━━━ Provided records ━━━

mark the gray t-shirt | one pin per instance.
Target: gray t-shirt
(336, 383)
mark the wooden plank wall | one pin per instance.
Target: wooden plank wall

━━━

Could you please print the entire listing exactly?

mark the gray t-shirt | one pin per instance.
Target: gray t-shirt
(336, 383)
mark the wooden plank wall | one pin per instance.
Target: wooden plank wall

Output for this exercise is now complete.